** Your instructions **
Reproduce the rows from the line with "[locate] basketball hoop" up to and including the last line of the rows, requests included, and return only those lines. Scale every point coordinate in the answers by 0.65, rounding to whole numbers with halves going up, and leave all numbers in the requests, sample points included, as they are.

** Provided data **
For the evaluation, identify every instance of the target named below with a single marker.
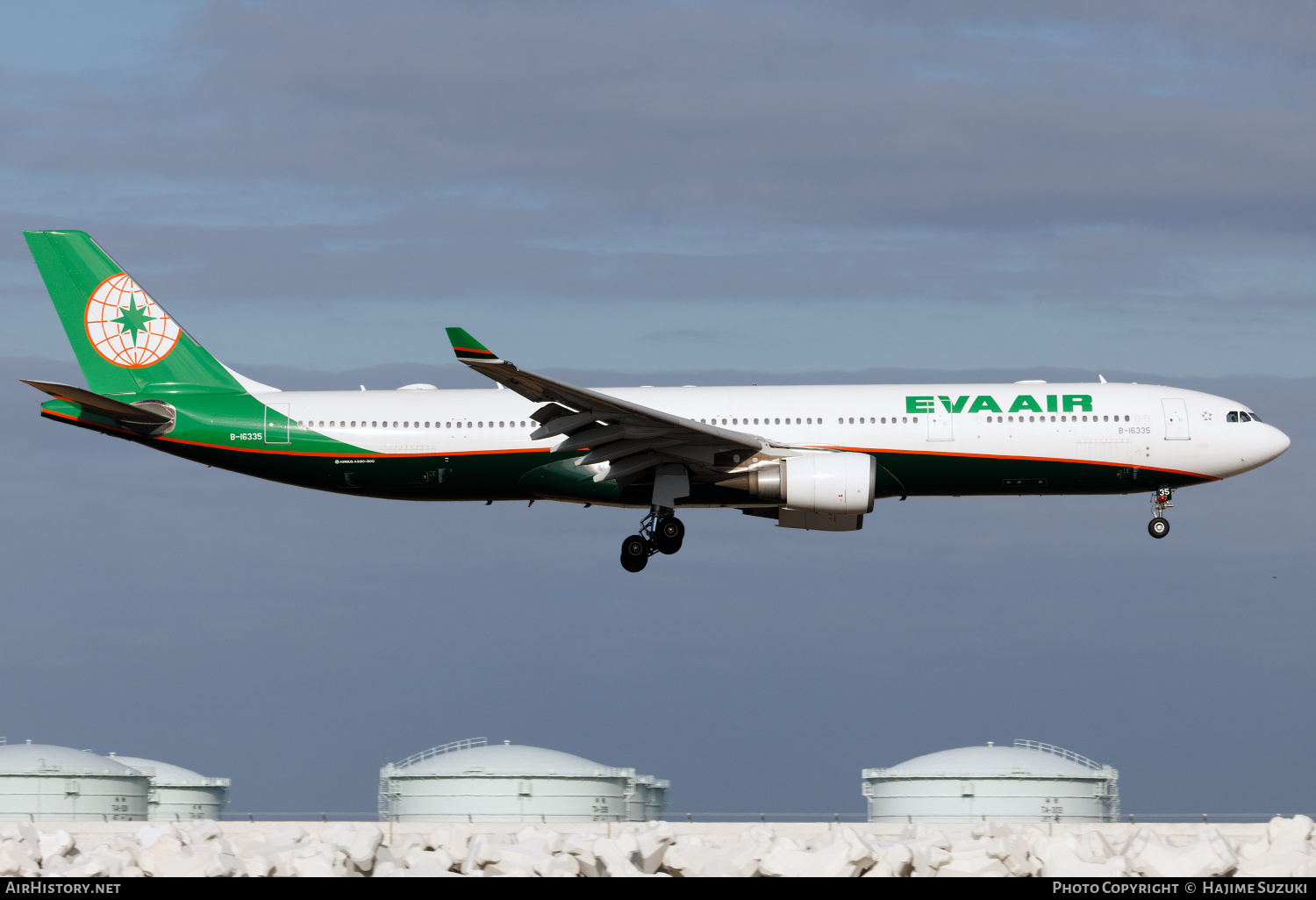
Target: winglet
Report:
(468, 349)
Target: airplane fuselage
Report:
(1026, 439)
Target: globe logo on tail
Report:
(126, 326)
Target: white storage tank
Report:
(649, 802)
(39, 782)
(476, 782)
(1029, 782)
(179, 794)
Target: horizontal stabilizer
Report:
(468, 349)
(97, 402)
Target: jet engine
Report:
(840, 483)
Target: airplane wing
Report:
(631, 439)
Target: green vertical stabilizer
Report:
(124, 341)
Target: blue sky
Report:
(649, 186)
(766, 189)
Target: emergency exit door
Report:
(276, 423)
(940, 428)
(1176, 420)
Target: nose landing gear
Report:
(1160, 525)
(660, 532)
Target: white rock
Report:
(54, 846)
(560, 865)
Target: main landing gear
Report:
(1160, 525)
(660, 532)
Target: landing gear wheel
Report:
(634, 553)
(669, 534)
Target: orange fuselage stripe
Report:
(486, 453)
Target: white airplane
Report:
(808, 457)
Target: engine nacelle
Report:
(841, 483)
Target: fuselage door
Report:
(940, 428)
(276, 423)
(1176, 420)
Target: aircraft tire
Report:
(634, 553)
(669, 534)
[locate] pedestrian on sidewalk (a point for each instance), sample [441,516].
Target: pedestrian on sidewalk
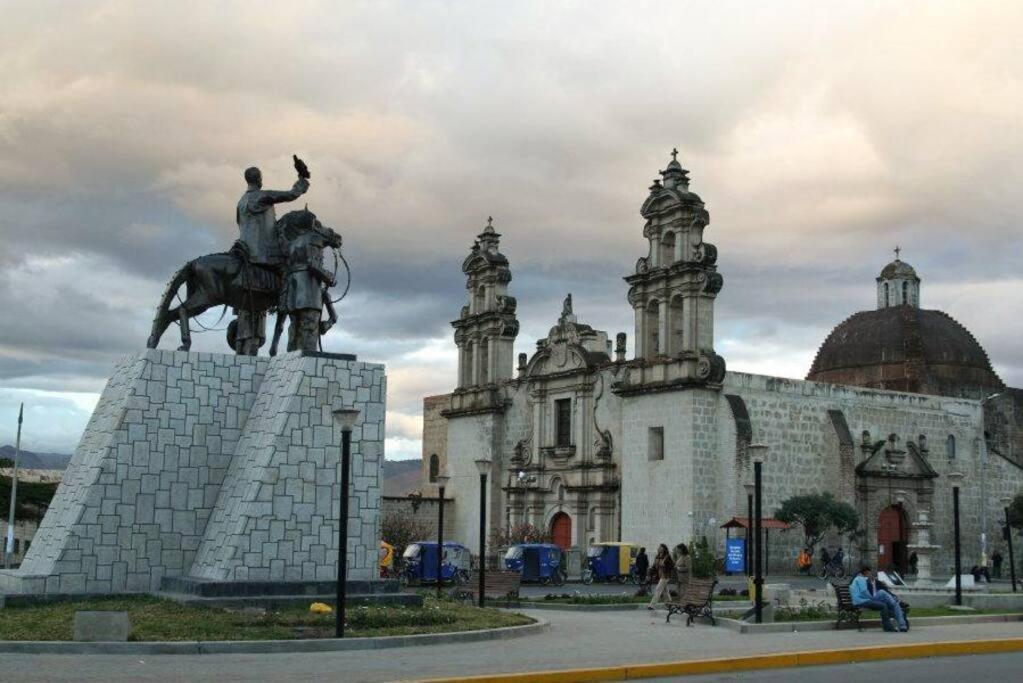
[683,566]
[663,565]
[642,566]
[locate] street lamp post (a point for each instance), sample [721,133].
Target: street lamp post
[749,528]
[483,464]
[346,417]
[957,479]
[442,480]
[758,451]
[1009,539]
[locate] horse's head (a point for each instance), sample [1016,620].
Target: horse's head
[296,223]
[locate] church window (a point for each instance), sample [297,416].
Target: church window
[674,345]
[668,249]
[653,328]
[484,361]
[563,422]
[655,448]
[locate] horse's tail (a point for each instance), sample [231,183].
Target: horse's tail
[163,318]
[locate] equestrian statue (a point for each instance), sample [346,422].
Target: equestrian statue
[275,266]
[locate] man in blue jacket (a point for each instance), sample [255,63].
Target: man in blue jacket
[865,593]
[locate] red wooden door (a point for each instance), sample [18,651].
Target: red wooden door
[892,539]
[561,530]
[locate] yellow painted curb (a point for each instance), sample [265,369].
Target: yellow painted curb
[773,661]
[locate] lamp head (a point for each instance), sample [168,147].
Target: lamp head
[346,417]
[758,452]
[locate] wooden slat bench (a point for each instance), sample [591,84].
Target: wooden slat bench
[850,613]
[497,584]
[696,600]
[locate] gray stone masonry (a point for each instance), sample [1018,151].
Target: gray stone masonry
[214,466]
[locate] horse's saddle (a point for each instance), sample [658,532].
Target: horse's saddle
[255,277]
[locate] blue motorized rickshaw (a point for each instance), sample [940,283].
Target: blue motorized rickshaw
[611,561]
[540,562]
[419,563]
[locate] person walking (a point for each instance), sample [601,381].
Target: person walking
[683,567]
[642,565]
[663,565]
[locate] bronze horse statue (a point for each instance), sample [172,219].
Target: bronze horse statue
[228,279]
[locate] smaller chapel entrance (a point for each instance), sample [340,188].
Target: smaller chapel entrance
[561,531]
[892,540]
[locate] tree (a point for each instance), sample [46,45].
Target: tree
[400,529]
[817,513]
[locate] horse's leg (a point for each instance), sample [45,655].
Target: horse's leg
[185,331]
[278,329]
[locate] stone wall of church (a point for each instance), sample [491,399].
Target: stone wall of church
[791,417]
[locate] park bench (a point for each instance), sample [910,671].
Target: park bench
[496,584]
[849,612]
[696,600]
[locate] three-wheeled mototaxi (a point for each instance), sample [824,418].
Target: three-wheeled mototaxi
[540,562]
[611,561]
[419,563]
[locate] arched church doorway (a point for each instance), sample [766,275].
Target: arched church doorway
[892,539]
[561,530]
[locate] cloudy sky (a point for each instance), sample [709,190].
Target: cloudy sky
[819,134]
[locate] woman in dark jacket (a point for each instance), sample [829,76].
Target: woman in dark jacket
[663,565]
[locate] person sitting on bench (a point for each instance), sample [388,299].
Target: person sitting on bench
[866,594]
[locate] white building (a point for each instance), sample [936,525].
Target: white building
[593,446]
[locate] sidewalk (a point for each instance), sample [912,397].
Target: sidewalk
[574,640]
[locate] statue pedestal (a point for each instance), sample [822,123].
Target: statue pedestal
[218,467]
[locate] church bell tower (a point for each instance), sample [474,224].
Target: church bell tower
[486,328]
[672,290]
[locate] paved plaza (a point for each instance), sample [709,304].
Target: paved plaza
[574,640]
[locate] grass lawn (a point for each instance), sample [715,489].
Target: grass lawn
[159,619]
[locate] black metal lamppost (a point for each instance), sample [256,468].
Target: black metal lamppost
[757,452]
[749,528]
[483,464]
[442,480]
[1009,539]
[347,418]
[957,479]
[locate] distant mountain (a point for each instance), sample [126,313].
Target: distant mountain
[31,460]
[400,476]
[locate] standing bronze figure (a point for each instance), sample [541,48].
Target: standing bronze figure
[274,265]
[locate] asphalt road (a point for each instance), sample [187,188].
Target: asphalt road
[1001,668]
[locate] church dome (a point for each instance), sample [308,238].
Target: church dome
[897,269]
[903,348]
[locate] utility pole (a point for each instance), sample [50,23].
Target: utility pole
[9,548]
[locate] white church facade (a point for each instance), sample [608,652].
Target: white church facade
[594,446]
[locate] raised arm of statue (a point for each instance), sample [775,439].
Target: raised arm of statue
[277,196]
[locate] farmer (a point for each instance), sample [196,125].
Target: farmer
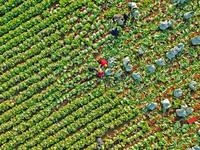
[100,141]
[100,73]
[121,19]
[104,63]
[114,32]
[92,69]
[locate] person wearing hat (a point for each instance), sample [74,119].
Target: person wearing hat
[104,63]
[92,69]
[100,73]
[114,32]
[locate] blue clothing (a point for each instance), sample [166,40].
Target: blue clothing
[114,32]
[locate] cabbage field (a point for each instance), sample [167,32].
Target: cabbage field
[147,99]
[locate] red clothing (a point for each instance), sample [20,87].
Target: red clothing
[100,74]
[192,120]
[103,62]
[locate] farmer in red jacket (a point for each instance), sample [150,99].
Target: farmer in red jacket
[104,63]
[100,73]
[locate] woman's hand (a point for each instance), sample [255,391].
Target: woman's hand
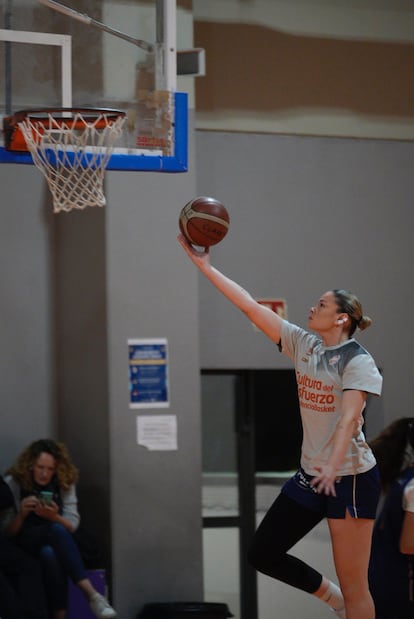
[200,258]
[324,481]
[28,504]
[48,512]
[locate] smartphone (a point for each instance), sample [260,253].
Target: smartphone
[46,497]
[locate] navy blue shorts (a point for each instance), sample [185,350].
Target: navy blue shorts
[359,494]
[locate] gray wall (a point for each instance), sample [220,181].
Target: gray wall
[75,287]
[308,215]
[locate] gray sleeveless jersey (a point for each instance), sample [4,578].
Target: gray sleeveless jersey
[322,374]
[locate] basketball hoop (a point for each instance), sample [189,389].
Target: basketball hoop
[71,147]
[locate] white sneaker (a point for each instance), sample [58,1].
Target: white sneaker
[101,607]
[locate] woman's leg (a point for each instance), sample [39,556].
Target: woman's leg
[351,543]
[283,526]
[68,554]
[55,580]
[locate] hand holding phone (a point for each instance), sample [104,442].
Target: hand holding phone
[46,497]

** Answer to this problem **
[locate] basketball hoop (a point for each instance), sample [189,389].
Target: basketball hoop
[46,96]
[locate] white sneaker (a point for each instance), sample [58,1].
Target: white sneaker
[66,395]
[locate] woman's leg (a point for each instance), sample [39,556].
Target: woman's leg
[228,353]
[184,342]
[44,360]
[36,377]
[locate] hand holding phone (a point for each instance), sample [104,442].
Target: hand holding phone
[30,323]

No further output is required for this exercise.